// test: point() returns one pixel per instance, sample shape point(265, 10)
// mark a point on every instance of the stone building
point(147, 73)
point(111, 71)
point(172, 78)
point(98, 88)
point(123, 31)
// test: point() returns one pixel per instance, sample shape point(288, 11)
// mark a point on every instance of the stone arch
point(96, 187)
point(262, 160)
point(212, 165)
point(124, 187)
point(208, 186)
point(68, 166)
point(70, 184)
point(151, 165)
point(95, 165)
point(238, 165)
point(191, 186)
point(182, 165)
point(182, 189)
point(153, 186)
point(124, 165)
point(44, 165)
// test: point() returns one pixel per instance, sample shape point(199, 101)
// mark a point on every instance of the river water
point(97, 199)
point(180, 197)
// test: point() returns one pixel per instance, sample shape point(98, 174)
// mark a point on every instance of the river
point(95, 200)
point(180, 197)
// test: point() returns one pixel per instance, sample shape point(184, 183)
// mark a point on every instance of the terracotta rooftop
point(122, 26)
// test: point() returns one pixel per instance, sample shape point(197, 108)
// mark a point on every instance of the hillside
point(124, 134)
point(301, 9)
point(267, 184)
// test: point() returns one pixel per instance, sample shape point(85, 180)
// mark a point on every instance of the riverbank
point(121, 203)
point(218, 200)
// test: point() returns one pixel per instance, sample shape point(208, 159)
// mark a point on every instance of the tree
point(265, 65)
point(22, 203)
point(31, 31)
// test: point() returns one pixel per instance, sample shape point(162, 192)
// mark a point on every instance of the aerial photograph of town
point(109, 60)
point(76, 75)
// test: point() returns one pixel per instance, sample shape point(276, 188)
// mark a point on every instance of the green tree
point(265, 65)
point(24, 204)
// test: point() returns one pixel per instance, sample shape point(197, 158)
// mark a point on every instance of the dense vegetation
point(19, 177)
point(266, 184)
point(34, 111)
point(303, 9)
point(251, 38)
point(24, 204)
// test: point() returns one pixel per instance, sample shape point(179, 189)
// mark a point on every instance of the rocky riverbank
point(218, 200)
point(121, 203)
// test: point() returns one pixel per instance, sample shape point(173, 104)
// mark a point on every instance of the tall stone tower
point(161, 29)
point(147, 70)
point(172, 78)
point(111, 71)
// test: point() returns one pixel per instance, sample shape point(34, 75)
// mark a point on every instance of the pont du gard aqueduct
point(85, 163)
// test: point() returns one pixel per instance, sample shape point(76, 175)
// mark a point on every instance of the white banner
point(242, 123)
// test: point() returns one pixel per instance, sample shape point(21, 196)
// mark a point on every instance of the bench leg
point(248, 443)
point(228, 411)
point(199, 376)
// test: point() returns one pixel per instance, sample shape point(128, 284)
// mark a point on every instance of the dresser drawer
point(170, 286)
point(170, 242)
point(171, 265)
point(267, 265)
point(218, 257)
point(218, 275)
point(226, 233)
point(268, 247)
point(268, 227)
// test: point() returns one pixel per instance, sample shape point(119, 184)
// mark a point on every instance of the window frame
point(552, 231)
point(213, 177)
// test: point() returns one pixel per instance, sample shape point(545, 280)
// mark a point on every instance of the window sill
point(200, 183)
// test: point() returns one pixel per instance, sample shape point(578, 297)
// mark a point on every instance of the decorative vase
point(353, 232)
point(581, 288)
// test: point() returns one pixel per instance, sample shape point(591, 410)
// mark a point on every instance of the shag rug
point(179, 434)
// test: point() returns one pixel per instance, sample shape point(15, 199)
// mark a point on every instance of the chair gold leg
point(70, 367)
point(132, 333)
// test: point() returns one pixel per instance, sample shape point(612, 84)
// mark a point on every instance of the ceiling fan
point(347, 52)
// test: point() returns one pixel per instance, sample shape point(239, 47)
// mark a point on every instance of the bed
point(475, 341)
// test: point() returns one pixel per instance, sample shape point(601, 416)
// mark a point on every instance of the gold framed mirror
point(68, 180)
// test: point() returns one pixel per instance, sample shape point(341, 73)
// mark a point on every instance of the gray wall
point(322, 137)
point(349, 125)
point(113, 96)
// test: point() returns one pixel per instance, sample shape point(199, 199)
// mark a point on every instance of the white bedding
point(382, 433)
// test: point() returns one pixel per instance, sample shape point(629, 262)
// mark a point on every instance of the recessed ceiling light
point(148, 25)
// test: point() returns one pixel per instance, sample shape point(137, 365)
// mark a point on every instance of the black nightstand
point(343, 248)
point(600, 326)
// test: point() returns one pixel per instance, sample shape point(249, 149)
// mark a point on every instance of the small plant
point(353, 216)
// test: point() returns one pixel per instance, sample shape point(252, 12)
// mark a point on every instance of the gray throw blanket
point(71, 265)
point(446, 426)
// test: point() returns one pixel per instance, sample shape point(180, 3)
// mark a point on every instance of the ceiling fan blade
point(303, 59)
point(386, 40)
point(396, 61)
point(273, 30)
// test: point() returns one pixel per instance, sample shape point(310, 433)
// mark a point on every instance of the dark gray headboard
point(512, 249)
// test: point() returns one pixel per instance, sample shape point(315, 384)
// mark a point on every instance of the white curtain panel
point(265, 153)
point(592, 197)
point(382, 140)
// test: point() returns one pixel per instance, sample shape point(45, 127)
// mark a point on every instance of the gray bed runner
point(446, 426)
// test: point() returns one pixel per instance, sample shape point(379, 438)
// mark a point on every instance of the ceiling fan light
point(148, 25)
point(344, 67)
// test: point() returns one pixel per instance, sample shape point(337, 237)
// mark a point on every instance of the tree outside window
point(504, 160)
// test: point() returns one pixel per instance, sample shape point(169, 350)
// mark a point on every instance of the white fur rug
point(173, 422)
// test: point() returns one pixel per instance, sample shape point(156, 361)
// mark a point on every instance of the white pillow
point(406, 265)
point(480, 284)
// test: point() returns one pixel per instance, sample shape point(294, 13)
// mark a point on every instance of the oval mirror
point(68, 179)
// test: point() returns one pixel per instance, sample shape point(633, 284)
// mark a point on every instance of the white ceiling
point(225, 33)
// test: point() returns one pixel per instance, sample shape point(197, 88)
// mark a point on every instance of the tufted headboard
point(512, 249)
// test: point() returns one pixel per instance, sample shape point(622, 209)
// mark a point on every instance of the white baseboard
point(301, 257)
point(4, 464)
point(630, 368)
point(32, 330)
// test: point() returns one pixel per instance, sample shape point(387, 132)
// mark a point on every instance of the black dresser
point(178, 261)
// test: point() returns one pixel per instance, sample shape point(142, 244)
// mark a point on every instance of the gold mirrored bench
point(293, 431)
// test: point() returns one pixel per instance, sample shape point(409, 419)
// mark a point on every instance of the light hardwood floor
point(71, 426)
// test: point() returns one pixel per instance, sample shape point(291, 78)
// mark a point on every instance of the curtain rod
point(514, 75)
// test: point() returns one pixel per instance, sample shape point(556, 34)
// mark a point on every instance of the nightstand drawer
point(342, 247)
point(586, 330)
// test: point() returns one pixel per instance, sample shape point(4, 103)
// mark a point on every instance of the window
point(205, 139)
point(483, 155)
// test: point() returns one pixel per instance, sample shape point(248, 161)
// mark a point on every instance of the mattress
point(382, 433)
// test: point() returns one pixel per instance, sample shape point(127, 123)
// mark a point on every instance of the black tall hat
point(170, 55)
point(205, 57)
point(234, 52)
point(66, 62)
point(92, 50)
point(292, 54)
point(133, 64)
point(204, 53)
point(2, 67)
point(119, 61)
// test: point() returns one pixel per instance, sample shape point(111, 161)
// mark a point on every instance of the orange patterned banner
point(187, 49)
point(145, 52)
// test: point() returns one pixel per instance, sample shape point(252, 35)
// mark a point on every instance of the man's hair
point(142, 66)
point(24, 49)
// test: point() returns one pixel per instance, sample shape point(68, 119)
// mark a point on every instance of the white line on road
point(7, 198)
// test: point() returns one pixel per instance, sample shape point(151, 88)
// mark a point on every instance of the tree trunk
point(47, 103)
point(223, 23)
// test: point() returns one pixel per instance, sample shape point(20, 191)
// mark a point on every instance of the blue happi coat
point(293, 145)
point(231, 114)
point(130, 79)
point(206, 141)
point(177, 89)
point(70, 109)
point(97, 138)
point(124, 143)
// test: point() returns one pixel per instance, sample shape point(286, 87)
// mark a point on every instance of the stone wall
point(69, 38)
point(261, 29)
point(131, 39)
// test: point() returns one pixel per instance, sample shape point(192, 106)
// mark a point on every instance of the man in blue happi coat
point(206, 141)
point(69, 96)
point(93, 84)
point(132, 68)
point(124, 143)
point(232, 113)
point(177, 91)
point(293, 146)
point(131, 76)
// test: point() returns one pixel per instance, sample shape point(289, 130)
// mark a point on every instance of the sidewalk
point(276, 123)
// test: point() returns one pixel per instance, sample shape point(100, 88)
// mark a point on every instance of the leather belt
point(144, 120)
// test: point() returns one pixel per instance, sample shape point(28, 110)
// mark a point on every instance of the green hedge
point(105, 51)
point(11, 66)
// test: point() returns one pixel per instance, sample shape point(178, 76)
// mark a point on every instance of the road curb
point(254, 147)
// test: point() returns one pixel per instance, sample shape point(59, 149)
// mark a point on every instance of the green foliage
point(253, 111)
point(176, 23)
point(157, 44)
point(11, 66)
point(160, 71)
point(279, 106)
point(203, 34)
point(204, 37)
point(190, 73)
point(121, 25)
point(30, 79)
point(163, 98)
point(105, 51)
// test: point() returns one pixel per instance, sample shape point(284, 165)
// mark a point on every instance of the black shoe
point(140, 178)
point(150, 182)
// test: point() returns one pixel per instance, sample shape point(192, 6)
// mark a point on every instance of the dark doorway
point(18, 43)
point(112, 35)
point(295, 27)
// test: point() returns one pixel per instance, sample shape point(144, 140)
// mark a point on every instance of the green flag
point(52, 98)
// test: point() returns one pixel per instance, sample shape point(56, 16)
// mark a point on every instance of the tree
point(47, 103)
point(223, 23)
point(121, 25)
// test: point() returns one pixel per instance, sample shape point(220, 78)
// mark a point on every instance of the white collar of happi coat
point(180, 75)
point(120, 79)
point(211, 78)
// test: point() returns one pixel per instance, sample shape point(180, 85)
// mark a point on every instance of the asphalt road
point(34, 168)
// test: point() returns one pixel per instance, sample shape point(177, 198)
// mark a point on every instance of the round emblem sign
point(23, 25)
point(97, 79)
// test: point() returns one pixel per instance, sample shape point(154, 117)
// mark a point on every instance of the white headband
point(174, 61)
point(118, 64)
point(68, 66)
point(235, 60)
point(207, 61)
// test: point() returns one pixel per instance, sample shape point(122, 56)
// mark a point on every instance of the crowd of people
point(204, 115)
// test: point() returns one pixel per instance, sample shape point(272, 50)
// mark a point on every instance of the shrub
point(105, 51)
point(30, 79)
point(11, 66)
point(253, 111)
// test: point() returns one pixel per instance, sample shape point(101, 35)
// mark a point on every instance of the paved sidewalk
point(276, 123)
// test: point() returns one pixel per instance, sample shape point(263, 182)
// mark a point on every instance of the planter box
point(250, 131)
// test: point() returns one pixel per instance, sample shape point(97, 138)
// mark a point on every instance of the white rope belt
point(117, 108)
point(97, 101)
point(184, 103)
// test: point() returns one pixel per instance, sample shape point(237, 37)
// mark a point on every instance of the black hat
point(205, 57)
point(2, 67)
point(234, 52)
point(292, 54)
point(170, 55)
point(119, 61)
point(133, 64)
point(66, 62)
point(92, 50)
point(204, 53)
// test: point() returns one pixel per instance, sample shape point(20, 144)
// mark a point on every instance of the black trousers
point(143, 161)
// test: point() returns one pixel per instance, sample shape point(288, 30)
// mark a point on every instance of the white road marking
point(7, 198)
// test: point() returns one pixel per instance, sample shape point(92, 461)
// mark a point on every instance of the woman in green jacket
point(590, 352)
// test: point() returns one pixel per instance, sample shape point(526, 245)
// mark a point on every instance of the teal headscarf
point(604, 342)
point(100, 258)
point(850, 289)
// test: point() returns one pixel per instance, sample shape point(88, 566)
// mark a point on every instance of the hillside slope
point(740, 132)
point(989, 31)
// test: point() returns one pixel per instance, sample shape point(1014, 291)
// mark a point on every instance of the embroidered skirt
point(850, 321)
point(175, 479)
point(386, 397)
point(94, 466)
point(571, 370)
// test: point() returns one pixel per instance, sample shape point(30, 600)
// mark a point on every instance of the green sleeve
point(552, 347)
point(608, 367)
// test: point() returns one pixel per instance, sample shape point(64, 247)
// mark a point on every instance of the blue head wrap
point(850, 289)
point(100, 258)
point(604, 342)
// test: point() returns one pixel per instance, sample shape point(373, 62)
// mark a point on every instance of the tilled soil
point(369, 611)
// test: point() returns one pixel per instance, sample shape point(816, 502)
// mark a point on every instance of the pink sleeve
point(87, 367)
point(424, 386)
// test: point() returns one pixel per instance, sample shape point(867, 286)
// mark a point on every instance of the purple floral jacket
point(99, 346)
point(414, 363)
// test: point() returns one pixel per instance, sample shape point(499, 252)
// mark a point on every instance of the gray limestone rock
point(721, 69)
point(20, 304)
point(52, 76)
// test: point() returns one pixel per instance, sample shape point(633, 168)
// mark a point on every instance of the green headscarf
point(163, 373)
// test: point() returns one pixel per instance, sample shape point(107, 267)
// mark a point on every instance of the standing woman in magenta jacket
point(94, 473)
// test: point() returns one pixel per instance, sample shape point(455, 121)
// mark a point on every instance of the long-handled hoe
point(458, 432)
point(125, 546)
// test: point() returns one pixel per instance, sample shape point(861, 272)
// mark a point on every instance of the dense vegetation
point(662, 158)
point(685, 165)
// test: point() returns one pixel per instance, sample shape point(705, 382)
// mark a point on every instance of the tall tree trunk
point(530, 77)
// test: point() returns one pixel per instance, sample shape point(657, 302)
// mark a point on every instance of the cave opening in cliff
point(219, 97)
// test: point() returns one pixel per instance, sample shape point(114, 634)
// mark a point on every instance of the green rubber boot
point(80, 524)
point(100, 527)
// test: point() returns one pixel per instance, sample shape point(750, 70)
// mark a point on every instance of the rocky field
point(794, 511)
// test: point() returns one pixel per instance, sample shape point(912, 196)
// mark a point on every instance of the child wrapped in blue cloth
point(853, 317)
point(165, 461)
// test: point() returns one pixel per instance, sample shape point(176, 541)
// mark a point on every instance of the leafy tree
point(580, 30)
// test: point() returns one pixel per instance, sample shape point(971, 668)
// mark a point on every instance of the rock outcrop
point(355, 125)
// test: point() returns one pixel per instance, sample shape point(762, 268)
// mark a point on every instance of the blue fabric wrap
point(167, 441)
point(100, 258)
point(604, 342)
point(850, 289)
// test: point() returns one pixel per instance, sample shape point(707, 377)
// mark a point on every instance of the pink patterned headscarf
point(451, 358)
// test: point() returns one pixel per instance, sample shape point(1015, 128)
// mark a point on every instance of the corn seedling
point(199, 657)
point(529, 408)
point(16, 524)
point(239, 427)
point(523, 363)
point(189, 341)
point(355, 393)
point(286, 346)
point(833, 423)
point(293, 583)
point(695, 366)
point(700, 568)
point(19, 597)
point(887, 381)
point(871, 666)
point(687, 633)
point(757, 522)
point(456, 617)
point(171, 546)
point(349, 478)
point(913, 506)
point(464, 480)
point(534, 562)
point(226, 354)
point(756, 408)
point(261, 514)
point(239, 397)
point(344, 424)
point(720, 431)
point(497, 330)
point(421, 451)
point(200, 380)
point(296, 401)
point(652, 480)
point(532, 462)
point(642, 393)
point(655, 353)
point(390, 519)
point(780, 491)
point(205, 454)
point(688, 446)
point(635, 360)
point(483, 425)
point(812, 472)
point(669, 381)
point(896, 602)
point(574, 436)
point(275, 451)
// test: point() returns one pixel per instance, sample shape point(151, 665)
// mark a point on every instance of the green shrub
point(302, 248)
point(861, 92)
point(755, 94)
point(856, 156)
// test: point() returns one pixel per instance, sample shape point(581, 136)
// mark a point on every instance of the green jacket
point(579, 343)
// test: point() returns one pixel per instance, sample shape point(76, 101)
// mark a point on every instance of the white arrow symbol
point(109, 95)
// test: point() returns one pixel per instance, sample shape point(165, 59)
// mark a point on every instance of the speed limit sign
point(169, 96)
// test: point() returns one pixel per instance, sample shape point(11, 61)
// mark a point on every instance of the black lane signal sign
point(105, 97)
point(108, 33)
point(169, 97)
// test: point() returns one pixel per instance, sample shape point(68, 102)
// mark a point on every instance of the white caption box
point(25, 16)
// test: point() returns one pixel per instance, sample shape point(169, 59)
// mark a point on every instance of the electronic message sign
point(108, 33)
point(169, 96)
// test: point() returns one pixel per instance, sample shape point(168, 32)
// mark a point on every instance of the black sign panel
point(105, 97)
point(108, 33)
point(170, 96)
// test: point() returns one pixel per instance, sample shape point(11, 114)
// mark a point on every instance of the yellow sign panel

Your objective
Update the rows from the line containing "shape point(34, 75)" through the line containing "point(242, 123)", both included, replacing "white banner" with "white flag" and keeping everything else the same.

Solution to this exercise
// test: point() returns one pixel per instance, sample shape point(34, 75)
// mark a point on every instance of the pont du gard aqueduct
point(85, 163)
// test: point() returns one pixel per instance, sample shape point(76, 175)
// mark a point on every instance of the white flag
point(242, 123)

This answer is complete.